-- QUOTED PASSAGE follows --

Where, as is usually the case in chronic diseases, various antipsoric remedies are necessary, the more frequent sudden change of them is a sign that the physician has selected neither the one nor the other in an appropriately homoeopathic manner, and had not properly investigated the leading symptoms of the case before prescribing a new remedy. This is a frequent fault into which the homoeopathic physician falls in urgent cases of chronic diseases, but oftener still in acute diseases from overhaste, especially when the patient is a person very dear to his heart. I cannot too urgently warn against this fault.

Then the patient naturally falls into such an irritated state that, as we say, no medicine acts, or shows its effect,* yea, so that the power of response in the patient is in danger of flaring up and expiring at the least further dose of medicine. In such a case no further benefit can be had through medicine, but there may be in use a calming mesmeric stroke made from the crown of the head (on which both the extended hands should rest for about a minute) slowly down over the body, passing over the throat, shoulders, arms, hands, knees and legs down over the feet and toes. This may be repeated if necessary.

-- QUOTED PASSAGE concluded --

WHAT TO PRODUCE —
Write out the part of the passage on antipsoric remedies that opens with "Where, as is" and closes with "against this fault.". Switch every "physician" in it to "doctor".

-- GIVEN ENTRIES follows --

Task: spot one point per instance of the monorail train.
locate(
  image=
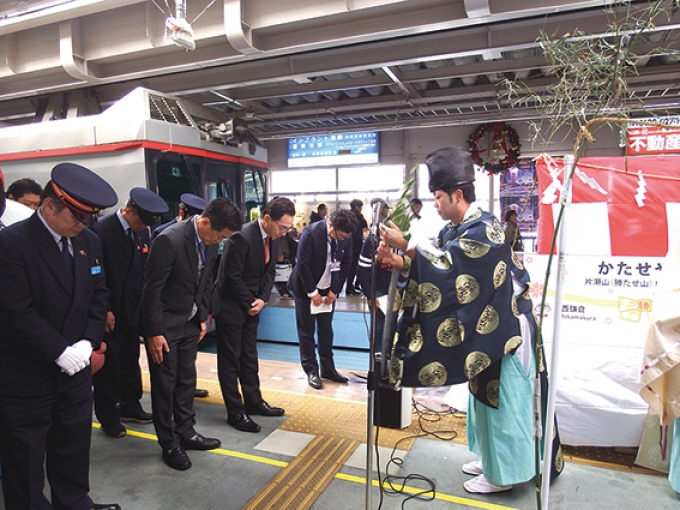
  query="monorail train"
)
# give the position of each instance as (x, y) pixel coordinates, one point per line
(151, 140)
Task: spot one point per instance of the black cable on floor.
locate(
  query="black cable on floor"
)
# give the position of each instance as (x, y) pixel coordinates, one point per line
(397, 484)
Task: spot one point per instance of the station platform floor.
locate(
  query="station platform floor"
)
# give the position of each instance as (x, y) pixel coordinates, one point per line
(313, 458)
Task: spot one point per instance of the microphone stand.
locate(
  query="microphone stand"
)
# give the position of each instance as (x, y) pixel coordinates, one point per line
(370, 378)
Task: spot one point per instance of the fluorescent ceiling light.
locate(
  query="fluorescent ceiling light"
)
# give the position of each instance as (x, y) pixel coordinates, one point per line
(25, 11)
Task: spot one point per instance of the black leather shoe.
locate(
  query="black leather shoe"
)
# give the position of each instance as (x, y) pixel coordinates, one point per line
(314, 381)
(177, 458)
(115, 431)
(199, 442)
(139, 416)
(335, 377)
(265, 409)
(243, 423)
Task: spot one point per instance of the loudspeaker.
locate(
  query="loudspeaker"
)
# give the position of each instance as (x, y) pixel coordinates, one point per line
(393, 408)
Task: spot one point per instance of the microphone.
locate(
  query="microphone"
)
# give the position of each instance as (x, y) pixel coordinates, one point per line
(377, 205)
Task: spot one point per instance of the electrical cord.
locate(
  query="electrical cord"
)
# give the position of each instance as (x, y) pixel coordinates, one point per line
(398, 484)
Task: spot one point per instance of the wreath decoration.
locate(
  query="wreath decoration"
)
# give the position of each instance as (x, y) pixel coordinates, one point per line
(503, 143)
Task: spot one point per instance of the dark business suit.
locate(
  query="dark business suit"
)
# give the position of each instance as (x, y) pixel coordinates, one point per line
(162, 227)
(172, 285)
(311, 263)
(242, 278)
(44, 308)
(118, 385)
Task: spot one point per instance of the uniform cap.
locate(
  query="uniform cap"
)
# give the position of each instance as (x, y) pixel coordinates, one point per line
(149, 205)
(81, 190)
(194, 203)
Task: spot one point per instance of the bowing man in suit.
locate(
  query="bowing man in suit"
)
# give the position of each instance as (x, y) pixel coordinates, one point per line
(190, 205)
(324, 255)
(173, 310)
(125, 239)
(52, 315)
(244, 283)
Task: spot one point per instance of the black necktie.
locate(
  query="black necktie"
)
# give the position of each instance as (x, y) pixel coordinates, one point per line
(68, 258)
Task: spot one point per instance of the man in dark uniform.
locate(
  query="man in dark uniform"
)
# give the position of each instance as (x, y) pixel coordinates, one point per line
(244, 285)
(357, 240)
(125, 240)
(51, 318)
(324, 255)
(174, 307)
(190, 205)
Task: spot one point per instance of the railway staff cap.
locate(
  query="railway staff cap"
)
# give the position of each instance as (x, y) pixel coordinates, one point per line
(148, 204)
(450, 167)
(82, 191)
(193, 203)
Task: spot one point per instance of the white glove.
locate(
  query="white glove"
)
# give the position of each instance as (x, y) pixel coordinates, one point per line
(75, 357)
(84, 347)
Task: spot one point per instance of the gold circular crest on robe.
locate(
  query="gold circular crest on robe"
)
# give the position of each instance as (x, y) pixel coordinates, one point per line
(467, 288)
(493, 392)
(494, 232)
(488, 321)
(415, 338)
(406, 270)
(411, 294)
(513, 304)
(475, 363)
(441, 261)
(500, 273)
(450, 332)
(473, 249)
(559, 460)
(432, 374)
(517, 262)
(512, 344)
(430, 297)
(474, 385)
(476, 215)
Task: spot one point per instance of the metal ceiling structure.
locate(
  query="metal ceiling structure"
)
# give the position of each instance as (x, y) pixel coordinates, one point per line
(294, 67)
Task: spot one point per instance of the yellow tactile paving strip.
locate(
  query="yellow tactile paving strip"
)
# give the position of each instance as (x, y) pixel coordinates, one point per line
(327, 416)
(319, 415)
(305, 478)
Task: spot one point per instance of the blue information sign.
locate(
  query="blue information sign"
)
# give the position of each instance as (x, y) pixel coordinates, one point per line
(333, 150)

-- GIVEN ENTRIES concluded --

WRITTEN ANSWER —
Where, as is usually the case in chronic diseases, various antipsoric remedies are necessary, the more frequent sudden change of them is a sign that the doctor has selected neither the one nor the other in an appropriately homoeopathic manner, and had not properly investigated the leading symptoms of the case before prescribing a new remedy. This is a frequent fault into which the homoeopathic doctor falls in urgent cases of chronic diseases, but oftener still in acute diseases from overhaste, especially when the patient is a person very dear to his heart. I cannot too urgently warn against this fault.